(Dataset excerpts)
════════

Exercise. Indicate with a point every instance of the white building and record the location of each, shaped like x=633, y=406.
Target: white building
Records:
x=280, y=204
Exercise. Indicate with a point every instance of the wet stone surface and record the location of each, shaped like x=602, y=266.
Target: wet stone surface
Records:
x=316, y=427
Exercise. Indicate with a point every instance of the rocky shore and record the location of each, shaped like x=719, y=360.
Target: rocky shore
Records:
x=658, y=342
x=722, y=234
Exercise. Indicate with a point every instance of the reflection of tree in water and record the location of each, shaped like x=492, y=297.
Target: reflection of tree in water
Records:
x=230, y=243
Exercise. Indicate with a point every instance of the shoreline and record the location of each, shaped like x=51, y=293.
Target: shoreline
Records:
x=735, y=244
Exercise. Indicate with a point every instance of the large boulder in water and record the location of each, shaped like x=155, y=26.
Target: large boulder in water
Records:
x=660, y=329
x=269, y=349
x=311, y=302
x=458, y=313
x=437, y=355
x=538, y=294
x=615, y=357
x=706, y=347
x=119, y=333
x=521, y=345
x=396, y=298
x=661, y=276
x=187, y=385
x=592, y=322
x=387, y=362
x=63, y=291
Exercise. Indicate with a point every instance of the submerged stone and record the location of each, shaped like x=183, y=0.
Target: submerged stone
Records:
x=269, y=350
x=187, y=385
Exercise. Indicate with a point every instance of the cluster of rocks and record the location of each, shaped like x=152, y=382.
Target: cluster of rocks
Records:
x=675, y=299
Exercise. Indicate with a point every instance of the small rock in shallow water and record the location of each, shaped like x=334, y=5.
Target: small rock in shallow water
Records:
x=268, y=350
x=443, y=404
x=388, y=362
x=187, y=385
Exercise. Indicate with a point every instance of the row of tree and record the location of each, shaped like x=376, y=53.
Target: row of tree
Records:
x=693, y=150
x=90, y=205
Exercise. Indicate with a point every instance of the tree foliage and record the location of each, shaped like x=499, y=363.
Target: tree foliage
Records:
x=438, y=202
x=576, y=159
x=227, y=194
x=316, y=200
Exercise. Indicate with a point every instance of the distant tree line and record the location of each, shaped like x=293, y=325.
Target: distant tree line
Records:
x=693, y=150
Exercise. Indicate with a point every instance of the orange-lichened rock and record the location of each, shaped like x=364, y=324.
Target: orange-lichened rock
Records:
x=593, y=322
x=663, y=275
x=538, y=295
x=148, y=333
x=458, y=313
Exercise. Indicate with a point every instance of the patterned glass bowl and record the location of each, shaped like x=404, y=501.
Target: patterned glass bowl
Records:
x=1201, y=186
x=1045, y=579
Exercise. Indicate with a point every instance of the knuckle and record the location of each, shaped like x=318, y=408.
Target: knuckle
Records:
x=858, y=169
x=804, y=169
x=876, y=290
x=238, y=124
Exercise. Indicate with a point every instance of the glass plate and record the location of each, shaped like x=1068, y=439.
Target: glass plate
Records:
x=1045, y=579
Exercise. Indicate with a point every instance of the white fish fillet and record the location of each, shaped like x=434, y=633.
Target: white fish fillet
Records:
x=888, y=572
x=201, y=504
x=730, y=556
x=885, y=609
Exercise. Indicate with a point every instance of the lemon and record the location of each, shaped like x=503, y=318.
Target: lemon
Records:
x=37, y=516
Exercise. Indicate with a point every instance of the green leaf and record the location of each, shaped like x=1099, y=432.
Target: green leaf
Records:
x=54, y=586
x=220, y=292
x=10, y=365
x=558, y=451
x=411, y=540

════════

(Instructions for the task)
Return a word-for-word copy of the lines above from the one holding "Exercise. Indicate with a point every instance of the cluster" through the one holding "Target: orange-lichened rock", with both of them included and nothing besides.

(Completed task)
Exercise. Indicate with a point every instance of the cluster of rocks and record the location of each, shaped like x=152, y=382.
Target: cluster of rocks
Records:
x=675, y=299
Exercise. Indicate with a point every instance of the small rock in shallow water and record the location of each, shaped like x=334, y=5.
Target: small rock in shallow water
Records:
x=268, y=350
x=443, y=404
x=388, y=362
x=187, y=385
Exercise. Indicate with a point every instance of the row of tree and record the location of each, shaped like x=376, y=53.
Target: row of tree
Records:
x=693, y=150
x=90, y=205
Exercise. Indicate with a point every instance of the tree foliage and record the location of each, shaped like x=499, y=363.
Target: tree foliage
Records:
x=438, y=202
x=576, y=159
x=227, y=194
x=316, y=200
Exercise. Indicate with a point every instance of the distant tree line and record the location of each, shaped like x=293, y=325.
Target: distant tree line
Records:
x=693, y=150
Exercise. Indicate with a point every instance of the orange-lichened rock and record the location of each, shaped like x=364, y=324.
Target: orange-lichened rock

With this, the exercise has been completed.